## Given task
Reproduce the stretch from the line containing "target: <item>upper kitchen cabinet</item>" through the end of the records, updated so that "even-odd" becomes "nonzero" and everything else stays unchanged. Give only those lines.

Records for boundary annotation
----------------

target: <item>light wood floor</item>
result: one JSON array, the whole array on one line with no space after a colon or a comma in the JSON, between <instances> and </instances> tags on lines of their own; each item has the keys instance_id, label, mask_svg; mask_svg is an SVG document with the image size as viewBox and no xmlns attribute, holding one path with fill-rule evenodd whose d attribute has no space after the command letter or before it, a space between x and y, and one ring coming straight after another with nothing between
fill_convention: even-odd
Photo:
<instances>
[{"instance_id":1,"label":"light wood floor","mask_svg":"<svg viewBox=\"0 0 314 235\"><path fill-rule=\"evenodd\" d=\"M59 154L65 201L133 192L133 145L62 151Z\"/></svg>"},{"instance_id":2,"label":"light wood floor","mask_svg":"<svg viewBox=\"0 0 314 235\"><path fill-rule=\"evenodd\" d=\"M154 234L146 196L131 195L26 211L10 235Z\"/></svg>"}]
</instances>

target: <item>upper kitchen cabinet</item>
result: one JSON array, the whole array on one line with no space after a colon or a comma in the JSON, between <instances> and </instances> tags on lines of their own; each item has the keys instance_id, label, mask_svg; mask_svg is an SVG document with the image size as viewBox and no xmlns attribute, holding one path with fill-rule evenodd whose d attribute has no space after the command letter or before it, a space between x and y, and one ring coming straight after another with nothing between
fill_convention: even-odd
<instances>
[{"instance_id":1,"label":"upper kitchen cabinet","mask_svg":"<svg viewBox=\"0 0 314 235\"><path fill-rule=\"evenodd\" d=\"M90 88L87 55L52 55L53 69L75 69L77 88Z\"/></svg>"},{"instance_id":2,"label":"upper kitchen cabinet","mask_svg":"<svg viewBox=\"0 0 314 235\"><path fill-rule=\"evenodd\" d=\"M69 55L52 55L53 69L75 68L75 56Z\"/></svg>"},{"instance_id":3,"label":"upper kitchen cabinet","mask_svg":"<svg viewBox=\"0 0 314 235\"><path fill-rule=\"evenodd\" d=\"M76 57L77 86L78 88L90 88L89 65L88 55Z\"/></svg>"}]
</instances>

----------------

## The response
target: <item>upper kitchen cabinet</item>
result: one JSON array, the whole array on one line with no space after a colon or a comma in the JSON, between <instances> and </instances> tags on lines of their own; each item has the keys instance_id, label, mask_svg; mask_svg is an SVG document with the image size as viewBox and no xmlns attribute, holding one path with fill-rule evenodd whose d attribute has no space after the command letter or before it, a space between x and y, and one ring coming straight after another with nothing between
fill_convention: nonzero
<instances>
[{"instance_id":1,"label":"upper kitchen cabinet","mask_svg":"<svg viewBox=\"0 0 314 235\"><path fill-rule=\"evenodd\" d=\"M90 88L87 55L52 55L53 69L75 69L77 88Z\"/></svg>"},{"instance_id":2,"label":"upper kitchen cabinet","mask_svg":"<svg viewBox=\"0 0 314 235\"><path fill-rule=\"evenodd\" d=\"M69 55L52 55L53 69L75 68L75 56Z\"/></svg>"},{"instance_id":3,"label":"upper kitchen cabinet","mask_svg":"<svg viewBox=\"0 0 314 235\"><path fill-rule=\"evenodd\" d=\"M76 57L77 86L78 88L90 88L89 65L88 55Z\"/></svg>"}]
</instances>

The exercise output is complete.